§ GIVEN TASK
Rewrite the data below, changing every occurrence of "in this photo" to "in this image" and keeping all other text the same. Omit the pictures from your output.

§ DATA SHOWN
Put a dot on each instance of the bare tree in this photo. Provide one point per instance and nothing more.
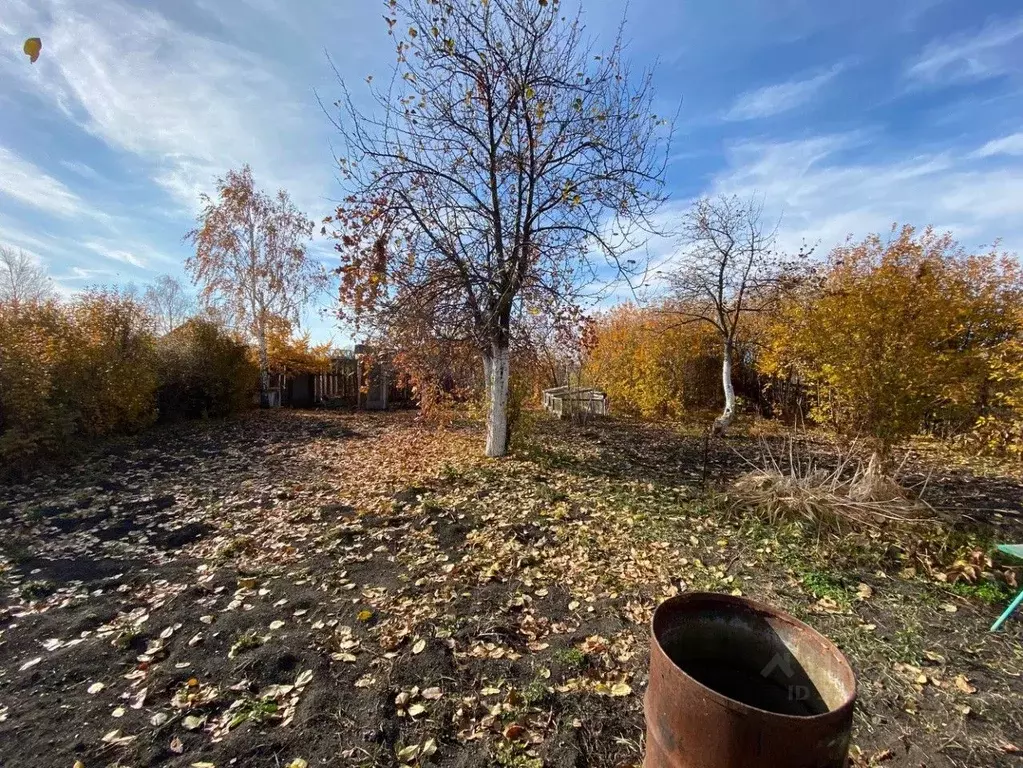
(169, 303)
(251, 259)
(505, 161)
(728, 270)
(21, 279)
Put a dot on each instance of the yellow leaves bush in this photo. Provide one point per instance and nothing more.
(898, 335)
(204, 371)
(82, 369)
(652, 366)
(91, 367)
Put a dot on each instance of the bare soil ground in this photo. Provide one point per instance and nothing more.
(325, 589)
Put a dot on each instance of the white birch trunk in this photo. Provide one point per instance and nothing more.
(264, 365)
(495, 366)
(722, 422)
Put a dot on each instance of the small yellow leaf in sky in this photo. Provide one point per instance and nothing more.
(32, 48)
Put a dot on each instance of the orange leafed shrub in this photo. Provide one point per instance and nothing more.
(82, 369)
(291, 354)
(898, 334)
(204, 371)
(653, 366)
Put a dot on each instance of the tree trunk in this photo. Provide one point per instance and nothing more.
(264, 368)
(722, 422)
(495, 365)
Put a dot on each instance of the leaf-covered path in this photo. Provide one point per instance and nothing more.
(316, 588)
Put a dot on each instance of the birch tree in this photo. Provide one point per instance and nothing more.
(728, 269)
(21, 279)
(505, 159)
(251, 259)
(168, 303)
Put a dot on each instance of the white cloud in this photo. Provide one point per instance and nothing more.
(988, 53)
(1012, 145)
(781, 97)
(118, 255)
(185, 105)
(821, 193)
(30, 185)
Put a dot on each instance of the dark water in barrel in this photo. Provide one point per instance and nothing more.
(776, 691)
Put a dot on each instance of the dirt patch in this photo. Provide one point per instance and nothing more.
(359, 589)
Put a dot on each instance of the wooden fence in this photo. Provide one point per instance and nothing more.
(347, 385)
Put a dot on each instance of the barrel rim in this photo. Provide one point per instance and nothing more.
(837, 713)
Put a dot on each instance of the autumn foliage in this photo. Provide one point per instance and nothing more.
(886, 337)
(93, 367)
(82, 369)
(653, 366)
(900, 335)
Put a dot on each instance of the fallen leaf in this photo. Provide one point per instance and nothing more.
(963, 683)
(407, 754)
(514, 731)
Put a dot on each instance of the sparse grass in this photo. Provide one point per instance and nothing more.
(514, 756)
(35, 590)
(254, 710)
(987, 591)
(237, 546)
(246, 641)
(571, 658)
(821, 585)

§ OUTPUT
Put a dot on each instance of the bare tree in this image. Provide one point per instance and nothing more.
(169, 303)
(251, 259)
(505, 161)
(728, 270)
(21, 279)
Put a dot on each instance of the yellow leaves bush in this image. Provide one point per instance and nothing more.
(898, 335)
(204, 371)
(82, 369)
(652, 366)
(91, 367)
Put a dot on each instance of the bare soil ground in this image. Provide one point per instance and nothing more.
(325, 589)
Put a dot on each instance of the white birch trunk in this image. Provide one point per instance and nothing more.
(264, 365)
(495, 366)
(722, 422)
Put a dot on each instance of the small yellow leaf in sky in this image. Provide one point per instance and nothing more.
(32, 48)
Put a dot on each instance of the orange leafed shrub in this image. Provide one point per instance and nothing more.
(82, 369)
(291, 354)
(898, 334)
(204, 371)
(653, 366)
Put a dot on each instance of the tree trunk in this image. Provide one point per instance and nothing more.
(264, 368)
(722, 422)
(495, 365)
Put a dot on each instance of the leaf-covered path in this image. Provide one point per instance and nothing more.
(316, 588)
Put a dot on each instance of the birch tree in this image. Provide one point per instance and nothing more.
(728, 269)
(21, 279)
(505, 159)
(251, 259)
(168, 303)
Put a dot on each instance of the white cloud in this image. Provide one point per instance and nothing more.
(988, 53)
(1012, 145)
(781, 97)
(118, 255)
(185, 105)
(821, 193)
(30, 185)
Put a dot on each instance of the dark water in barrel in this image. Provide one point per instance and nothing more.
(776, 691)
Put a dot on each instance of the dirt patch in this image. Provide one point per instance and nothing more.
(359, 589)
Put a dot on each instance of the wooden fence in this image. Provide one point per instance and nothing more.
(347, 385)
Put a dot on each instance of the barrel rim in this image. Provide one point per instance and nothing more.
(837, 713)
Put a dot on each instance of the autumn foliage in this image. Provide one point per instance and nothing more.
(886, 337)
(93, 367)
(82, 369)
(653, 366)
(900, 335)
Put a dot on each instance of the fallen leaf in this image. Provide one point per instance and nothing more.
(963, 683)
(407, 754)
(514, 731)
Put a dot on each instance of the sparse grass in this image. Provide one point per instance and nothing more.
(514, 756)
(35, 590)
(254, 710)
(987, 591)
(237, 546)
(246, 641)
(571, 658)
(821, 585)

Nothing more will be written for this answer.